## Reading passage:
########################################
Studio album by Ricky Skaggs
- Released: May 1981
- Studios: Audio Media Recorders (Nashville, Tennessee)
- Genres: Country, bluegrass
- Length: 29:10
- Label: Epic
- Producer: Ricky Skaggs

Ricky Skaggs chronology
| Sweet Temptation (1979) | Waitin' for the Sun to Shine (1981) | Family & Friends (1981) |

Singles from Waitin' for the Sun to Shine
- "You May See Me Walkin'" Released: August 1981; "Crying My Heart Out Over You" Released: December 1981; "I Don't Care" Released: April 1982;

= Waitin' for the Sun to Shine =

Waitin' for the Sun to Shine is the third studio album by American country music artist Ricky Skaggs. It was released in 1981 on Epic Records. Skaggs himself produced the album, and played on all the songs.

Four of the ten tracks were released as singles; "Don't Get Above Your Raisin'" peaked at number 16 on the U.S. Country charts, while charting at number 47 in Canada. The next three singles were much more successful. "You May See Me Walkin'" got to number nine in the U.S., and reached number 16 in Canada, while "Cryin' My Heart Out Over You" and "I Don't Care" were both number one hits in the U.S. (while reaching number 3 & 2, respectively, in Canada).

The album itself went to number 2 on the country charts in the States and went gold. It was also his first time on the pop charts, where the album went to number 77.

Professional ratings
Review scores
| Source | Rating |
| Allmusic | Star |

==Track listing==
1. "If That's the Way You Feel" (Ralph Stanley) (The Stanley Brothers cover) - 3:05
2. "Don't Get Above Your Raisin'" (Lester Flatt, Earl Scruggs) (Flatt & Scruggs cover) - 3:10
3. "Your Old Love Letters" (Johnny Bond) (Jim Reeves cover) - 3:38
4. "Low and Lonely" (Floyd Jenkins (aka Fred Rose)) (Roy Acuff cover) - 2:55
5. "Waitin' for the Sun to Shine" (Sonny Throckmorton) - 3:47
6. "You May See Me Walkin'" (Tom Uhr) - 2:28
7. "Crying My Heart Out Over You" (Carl Butler, Louise Certain Scruggs, Gladys Stacey Flatt, George Earl Sherry (aka Troy Martin)) (Flatt & Scruggs cover) - 3:00
8. "Lost to a Stranger" (Frank "Hylo" Brown, Jr.) (Hylo Brown cover) - 2:50
9. "I Don't Care" (Webb Pierce, Cindy Walker) (Webb Pierce cover) - 2:15
10. "So Round, So Firm, So Fully Packed" (Merle Travis, Eddie Kirk, Cliffie Stone) (Merle Travis cover) - 2:50

== Personnel ==
- Ricky Skaggs – vocals, acoustic guitar, mandolin (2, 10), electric rhythm guitar (4), backing vocals (4, 6, 7, 10)
########################################
## Data block:
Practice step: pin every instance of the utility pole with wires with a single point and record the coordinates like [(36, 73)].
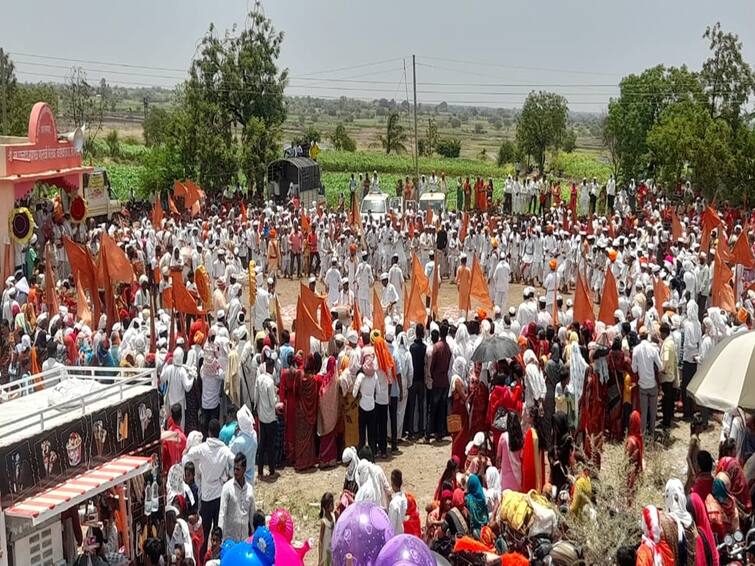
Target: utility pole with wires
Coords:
[(416, 150)]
########################################
## To be done:
a – In the album article, what position did the album reach on the pop charts?
b – Please reproduce the album article from "Ricky Skaggs chronology" to "all the songs.".

## Responses for each task:
a – Number 77.

b –
Ricky Skaggs chronology
| Sweet Temptation (1979) | Waitin' for the Sun to Shine (1981) | Family & Friends (1981) |

Singles from Waitin' for the Sun to Shine
- "You May See Me Walkin'" Released: August 1981; "Crying My Heart Out Over You" Released: December 1981; "I Don't Care" Released: April 1982;

= Waitin' for the Sun to Shine =

Waitin' for the Sun to Shine is the third studio album by American country music artist Ricky Skaggs. It was released in 1981 on Epic Records. Skaggs himself produced the album, and played on all the songs.